> **STORED DATA**:
● ● ● ●
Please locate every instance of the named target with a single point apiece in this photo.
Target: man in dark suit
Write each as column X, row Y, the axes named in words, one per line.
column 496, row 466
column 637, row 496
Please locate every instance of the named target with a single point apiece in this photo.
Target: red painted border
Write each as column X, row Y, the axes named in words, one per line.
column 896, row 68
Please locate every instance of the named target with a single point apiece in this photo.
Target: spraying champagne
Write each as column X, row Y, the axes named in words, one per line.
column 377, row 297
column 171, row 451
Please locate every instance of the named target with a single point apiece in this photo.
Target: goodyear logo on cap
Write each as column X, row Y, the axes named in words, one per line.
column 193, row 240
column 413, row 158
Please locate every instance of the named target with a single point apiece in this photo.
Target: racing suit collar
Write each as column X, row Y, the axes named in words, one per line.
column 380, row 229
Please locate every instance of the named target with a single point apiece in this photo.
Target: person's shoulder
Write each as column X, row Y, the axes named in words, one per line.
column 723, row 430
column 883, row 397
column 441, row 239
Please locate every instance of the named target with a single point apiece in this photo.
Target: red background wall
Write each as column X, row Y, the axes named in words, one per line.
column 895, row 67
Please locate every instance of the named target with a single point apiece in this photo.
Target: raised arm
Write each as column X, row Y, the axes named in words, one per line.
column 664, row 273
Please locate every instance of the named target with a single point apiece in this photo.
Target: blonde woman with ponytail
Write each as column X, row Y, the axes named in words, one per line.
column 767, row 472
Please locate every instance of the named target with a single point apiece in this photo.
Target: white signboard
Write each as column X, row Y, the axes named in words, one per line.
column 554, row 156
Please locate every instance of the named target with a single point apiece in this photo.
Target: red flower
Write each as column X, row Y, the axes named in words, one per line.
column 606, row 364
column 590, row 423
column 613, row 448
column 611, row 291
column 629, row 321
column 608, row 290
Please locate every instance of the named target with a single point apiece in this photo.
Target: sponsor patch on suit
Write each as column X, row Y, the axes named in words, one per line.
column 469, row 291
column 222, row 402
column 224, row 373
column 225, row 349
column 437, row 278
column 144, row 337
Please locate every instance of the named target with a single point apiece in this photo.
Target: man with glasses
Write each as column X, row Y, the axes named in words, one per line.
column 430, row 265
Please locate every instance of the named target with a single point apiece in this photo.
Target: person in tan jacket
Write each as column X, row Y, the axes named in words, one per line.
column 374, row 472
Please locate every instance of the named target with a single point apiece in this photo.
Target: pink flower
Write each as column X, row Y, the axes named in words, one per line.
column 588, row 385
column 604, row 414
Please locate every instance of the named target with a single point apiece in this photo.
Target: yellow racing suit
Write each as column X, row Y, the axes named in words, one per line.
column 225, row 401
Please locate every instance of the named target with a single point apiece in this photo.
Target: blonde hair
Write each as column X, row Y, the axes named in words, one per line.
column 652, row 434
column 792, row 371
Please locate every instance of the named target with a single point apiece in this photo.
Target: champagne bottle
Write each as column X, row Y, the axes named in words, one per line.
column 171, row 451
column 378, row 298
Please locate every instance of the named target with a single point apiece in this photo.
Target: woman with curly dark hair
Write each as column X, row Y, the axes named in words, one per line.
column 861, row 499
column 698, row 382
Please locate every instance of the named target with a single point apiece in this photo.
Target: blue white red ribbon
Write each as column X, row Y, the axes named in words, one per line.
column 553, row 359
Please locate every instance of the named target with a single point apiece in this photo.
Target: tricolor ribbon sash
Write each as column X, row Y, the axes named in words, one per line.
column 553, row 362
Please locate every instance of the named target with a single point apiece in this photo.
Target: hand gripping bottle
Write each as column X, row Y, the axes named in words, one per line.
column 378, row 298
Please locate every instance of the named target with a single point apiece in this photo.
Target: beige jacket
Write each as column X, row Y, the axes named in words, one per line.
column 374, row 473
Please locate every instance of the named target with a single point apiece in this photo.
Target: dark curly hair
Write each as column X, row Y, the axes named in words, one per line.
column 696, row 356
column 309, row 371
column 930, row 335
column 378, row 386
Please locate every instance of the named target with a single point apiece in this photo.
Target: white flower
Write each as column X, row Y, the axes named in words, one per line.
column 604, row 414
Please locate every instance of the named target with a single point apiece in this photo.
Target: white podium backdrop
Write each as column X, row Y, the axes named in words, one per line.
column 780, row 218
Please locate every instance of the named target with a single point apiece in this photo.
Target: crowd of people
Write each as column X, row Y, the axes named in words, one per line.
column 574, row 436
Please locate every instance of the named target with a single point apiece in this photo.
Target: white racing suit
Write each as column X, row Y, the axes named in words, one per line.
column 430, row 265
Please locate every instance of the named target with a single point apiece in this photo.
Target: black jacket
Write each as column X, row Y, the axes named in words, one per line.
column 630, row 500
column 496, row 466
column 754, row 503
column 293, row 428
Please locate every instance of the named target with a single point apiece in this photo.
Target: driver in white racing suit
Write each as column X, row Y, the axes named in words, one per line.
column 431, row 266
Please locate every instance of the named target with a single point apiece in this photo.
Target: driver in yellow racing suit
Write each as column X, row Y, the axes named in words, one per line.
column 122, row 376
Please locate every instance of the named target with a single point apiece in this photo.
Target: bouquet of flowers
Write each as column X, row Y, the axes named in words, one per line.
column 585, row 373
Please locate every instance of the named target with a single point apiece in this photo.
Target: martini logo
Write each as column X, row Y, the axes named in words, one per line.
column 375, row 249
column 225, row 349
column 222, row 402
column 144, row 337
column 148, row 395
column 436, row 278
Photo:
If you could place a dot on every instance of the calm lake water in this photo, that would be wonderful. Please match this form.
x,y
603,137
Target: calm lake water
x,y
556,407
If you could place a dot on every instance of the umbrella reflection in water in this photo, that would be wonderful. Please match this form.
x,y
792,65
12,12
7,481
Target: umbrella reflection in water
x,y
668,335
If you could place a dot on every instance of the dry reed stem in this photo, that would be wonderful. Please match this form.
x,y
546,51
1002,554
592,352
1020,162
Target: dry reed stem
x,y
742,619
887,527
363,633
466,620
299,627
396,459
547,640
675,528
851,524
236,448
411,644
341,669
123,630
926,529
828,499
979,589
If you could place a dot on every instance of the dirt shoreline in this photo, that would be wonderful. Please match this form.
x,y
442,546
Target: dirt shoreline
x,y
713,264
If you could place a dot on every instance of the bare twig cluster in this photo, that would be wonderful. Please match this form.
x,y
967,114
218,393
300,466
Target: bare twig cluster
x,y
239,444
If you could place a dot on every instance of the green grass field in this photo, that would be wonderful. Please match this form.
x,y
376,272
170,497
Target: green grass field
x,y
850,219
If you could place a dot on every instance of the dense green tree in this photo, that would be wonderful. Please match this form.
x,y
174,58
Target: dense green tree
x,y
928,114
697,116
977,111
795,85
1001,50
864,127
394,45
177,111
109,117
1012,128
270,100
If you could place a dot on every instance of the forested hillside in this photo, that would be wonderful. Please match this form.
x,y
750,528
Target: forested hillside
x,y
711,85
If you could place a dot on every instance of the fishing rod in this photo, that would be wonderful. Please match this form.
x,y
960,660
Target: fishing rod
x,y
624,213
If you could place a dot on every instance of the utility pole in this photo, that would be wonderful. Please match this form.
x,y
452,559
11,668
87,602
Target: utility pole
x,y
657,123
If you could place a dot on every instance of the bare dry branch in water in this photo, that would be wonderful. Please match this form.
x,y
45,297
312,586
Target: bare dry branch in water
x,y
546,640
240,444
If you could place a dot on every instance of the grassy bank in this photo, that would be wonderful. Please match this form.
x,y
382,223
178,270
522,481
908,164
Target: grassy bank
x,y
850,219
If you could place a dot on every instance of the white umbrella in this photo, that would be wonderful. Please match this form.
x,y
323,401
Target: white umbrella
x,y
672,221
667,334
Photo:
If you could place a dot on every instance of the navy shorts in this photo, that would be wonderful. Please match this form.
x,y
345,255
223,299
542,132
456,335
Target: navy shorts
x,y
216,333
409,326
● ● ● ●
> **BRIEF**:
Retype the listing from its first line through the line holding "column 380, row 229", inclusive, with every line kept as it is.

> **SOLUTION TO THE EXERCISE**:
Please locate every instance of the named target with a single point apiece in this photo.
Target: man in dark suit
Write each as column X, row Y, the axes named in words, one per line.
column 496, row 466
column 637, row 496
Please locate every instance of the named target with a single point apiece in this photo.
Target: red painted border
Write each as column X, row Y, the axes named in words, one per line.
column 896, row 68
Please locate every instance of the named target with a single point apiece in this photo.
Target: spraying champagne
Write each as column X, row Y, the axes named in words, one per line.
column 377, row 297
column 171, row 451
Please locate every instance of the named target with a single point apiece in this photo.
Target: goodyear logo on cap
Write each as column X, row Y, the axes named in words, one per line.
column 193, row 240
column 413, row 158
Please locate every instance of the named target with a single point apiece in this photo.
Target: racing suit collar
Write each as column X, row Y, the axes named in words, one per line.
column 380, row 229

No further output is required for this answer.